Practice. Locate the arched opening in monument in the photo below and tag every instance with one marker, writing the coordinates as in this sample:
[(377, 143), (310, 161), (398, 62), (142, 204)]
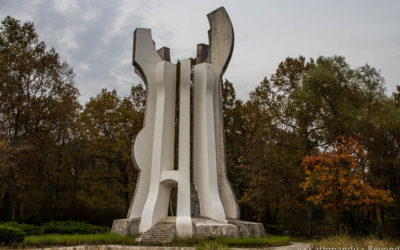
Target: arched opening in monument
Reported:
[(173, 201)]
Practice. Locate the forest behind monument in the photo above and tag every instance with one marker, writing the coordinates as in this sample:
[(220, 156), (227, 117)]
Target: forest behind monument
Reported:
[(313, 118)]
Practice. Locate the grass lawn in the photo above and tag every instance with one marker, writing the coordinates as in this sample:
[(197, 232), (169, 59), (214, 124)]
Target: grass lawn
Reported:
[(114, 239), (76, 239), (344, 241)]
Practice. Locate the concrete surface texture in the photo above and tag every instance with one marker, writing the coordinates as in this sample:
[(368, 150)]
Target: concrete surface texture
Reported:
[(154, 147)]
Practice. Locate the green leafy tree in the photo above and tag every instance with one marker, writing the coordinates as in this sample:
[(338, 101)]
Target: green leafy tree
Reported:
[(37, 101)]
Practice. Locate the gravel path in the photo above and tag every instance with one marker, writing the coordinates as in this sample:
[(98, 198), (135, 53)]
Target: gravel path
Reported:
[(293, 246)]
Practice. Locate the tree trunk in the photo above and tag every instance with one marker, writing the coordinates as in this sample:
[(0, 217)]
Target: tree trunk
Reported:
[(309, 220)]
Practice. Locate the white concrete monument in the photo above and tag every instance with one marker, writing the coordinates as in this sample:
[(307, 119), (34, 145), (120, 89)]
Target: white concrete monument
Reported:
[(153, 150)]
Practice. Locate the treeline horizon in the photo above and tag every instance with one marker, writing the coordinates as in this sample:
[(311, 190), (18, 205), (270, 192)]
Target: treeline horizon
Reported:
[(60, 160)]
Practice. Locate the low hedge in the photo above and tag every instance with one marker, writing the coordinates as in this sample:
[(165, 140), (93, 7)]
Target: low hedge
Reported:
[(26, 228), (10, 235), (72, 227)]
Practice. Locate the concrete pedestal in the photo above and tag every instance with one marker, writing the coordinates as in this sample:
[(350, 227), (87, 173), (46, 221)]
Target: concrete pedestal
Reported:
[(126, 227), (202, 228)]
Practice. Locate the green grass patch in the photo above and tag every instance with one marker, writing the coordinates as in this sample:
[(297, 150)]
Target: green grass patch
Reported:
[(345, 241), (77, 239), (269, 240)]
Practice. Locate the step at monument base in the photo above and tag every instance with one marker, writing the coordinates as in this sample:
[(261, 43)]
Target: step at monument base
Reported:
[(164, 231)]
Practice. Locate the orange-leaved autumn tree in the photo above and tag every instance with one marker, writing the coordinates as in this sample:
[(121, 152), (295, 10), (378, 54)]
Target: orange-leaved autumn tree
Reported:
[(335, 179)]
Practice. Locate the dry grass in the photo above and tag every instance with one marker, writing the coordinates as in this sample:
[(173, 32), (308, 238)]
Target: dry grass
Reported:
[(368, 243)]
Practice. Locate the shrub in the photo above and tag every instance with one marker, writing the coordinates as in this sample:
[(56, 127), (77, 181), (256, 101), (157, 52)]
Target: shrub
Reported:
[(274, 230), (72, 227), (26, 228), (10, 235)]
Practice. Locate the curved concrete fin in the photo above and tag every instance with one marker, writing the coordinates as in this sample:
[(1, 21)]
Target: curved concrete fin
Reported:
[(145, 56), (221, 40), (145, 59)]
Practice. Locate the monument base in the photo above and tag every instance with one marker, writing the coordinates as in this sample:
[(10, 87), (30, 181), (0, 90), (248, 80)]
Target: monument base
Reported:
[(126, 227), (202, 228)]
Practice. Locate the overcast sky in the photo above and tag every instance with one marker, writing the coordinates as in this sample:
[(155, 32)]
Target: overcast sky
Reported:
[(95, 37)]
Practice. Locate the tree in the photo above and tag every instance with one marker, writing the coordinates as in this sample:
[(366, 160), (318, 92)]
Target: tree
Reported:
[(336, 180)]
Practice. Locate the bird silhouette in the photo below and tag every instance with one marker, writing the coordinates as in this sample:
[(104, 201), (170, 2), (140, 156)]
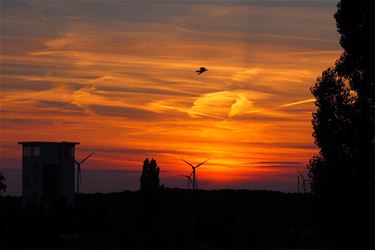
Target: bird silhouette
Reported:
[(201, 70)]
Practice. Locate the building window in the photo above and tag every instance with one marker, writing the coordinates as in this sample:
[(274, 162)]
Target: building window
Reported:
[(69, 151), (31, 151)]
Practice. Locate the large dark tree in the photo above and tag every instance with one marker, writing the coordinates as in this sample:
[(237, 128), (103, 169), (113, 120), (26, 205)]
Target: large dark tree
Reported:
[(343, 172), (150, 175), (3, 187), (344, 123)]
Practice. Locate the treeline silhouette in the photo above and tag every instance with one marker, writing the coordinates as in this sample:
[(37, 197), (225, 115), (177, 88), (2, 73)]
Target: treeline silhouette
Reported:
[(187, 219), (343, 173), (3, 186)]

☆ ☆ ☆ ☆ ☆ ☆ ☆

> [Exercise instructions] Can you write out, unchanged, every line from the line with "Practice. Locate the green grass" to the line with "[(335, 179)]", including both of those lines?

> [Exercise solution]
Practice. Locate the green grass patch in the photo above and tag every instance with one marker, writing the coordinates as in this sample:
[(297, 150)]
Target: green grass patch
Reported:
[(345, 241), (77, 239), (269, 240)]
Practice. Locate the step at monument base in the photo above and tag every instance with one marker, writing the coordinates as in this sample:
[(261, 43)]
Target: step at monument base
Reported:
[(164, 231)]
Practice. Locate the orange-leaved autumn tree in the photo above and tag every instance with one marker, writing the coordinates as in this sample:
[(121, 152), (295, 10), (378, 54)]
Target: orange-leaved autumn tree
Reported:
[(335, 179)]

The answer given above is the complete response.